Given instruction: Gather every line below that contains the string "white", matching case exactly.

Items from a dataset:
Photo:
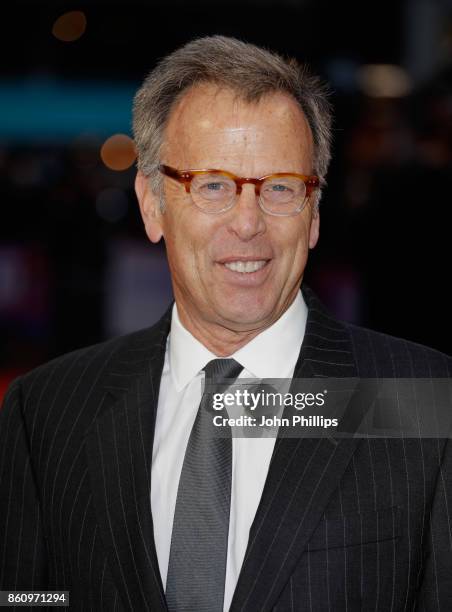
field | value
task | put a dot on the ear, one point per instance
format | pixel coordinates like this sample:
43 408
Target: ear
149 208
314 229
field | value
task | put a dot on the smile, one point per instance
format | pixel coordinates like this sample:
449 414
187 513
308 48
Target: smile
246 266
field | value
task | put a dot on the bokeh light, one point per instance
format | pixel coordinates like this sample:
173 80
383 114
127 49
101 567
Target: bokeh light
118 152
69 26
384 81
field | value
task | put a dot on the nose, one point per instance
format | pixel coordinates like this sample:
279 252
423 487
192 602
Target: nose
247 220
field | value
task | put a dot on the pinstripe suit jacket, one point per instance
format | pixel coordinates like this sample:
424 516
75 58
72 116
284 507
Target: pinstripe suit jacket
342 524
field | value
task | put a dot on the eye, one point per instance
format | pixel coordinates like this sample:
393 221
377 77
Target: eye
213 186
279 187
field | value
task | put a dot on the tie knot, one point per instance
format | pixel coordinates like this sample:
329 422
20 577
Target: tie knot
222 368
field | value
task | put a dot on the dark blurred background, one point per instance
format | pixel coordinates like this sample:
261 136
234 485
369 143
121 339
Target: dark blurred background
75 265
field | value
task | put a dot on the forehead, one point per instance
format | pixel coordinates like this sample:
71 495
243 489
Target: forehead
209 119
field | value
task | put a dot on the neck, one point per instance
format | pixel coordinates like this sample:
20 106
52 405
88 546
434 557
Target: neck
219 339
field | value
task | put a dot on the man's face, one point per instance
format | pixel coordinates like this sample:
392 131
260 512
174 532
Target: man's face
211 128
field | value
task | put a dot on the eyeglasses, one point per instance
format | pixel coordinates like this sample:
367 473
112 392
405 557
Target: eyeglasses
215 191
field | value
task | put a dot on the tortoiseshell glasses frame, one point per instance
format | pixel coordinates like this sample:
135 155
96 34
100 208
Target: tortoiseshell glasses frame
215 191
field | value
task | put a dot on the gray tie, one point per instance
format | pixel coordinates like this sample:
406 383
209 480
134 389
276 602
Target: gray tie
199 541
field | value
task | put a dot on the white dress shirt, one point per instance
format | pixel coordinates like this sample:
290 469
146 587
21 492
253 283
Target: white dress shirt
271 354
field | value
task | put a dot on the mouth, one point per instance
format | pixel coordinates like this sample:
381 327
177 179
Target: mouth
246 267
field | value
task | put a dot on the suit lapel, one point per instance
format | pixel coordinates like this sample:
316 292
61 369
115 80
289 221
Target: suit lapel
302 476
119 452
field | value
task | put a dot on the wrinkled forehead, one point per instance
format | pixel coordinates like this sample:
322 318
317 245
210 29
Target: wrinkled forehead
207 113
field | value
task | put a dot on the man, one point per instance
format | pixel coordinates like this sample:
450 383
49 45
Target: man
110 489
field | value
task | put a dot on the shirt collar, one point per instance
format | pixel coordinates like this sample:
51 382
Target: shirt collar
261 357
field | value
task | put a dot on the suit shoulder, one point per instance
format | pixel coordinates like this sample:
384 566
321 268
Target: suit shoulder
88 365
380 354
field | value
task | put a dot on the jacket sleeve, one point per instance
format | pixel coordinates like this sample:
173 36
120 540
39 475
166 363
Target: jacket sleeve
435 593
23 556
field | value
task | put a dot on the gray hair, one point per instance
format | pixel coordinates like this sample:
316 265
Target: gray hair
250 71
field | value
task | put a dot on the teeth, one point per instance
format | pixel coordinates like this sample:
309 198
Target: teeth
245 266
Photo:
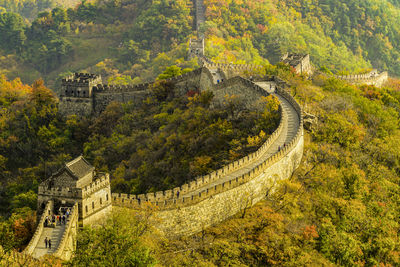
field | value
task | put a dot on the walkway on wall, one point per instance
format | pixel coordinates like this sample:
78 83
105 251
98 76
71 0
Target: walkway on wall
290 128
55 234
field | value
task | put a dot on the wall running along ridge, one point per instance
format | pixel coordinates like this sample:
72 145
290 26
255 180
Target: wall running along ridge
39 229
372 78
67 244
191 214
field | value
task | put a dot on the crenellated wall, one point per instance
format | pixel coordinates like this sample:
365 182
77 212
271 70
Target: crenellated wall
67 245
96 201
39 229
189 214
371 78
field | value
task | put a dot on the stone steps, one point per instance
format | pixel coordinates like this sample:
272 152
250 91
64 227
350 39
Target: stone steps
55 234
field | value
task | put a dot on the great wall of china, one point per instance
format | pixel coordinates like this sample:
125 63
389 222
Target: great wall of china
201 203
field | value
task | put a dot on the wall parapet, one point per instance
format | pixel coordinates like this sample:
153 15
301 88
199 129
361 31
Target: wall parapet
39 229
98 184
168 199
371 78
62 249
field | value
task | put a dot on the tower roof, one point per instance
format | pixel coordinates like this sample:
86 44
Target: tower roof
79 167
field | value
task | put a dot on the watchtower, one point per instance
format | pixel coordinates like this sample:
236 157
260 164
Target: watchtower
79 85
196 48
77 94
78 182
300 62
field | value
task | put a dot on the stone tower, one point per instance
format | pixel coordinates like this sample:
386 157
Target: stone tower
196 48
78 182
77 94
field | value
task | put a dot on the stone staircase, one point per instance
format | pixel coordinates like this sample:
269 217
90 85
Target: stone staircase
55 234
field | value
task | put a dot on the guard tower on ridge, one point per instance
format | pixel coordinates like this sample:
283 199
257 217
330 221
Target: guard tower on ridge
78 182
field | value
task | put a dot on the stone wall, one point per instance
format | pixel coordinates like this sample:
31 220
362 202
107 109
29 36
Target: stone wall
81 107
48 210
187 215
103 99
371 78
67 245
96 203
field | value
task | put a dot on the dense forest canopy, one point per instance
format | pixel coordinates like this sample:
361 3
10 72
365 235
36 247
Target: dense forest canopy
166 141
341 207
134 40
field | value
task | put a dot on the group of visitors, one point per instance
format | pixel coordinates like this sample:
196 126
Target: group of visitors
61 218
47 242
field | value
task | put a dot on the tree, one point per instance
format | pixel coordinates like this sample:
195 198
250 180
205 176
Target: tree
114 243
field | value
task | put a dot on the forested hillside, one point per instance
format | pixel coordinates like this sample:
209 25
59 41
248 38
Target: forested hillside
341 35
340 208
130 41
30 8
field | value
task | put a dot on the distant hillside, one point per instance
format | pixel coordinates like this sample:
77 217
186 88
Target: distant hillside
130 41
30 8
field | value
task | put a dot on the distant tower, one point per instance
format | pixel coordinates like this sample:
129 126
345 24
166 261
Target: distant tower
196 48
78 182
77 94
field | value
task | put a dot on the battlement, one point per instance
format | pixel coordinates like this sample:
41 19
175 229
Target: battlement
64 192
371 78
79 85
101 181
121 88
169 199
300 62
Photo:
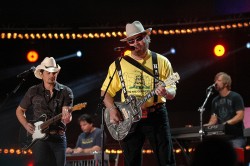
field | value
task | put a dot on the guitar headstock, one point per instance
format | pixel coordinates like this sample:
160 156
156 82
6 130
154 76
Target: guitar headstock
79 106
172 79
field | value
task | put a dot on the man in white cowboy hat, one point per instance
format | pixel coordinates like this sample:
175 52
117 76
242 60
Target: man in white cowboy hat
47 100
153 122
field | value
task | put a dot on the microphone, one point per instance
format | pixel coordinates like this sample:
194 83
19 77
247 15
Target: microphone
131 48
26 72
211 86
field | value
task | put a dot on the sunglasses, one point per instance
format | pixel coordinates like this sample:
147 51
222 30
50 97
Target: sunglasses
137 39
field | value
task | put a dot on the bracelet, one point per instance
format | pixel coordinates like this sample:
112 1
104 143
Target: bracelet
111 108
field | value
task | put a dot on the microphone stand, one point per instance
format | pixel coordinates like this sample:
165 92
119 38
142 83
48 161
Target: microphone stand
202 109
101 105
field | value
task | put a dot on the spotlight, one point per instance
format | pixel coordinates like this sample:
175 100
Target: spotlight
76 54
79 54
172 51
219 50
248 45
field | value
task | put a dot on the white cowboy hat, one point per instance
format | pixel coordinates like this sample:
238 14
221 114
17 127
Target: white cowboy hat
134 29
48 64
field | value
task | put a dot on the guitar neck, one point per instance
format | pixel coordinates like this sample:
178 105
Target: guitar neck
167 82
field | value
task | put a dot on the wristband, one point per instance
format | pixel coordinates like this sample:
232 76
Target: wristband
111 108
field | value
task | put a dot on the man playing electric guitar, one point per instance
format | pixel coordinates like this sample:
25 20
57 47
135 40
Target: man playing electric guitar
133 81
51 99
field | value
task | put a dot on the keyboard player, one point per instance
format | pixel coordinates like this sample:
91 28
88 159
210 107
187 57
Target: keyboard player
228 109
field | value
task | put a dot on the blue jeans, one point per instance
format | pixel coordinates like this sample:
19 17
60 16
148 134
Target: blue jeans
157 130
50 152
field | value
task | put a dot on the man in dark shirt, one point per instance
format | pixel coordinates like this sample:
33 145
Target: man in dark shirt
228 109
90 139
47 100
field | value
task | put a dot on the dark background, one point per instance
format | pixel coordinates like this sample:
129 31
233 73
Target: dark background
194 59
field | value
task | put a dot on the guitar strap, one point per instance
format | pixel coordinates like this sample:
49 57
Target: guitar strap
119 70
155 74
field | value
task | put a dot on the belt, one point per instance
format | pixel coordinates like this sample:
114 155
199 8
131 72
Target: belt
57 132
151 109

Exercise solution:
task | put a dot on the white dress shirt, one point per instance
Target: white dress shirt
task | put a dot on the man in white cowboy hat, one point per instance
Target: man in white cowboy hat
task | put a dot on the white cowboy hat, one point per instance
Target: white cowboy hat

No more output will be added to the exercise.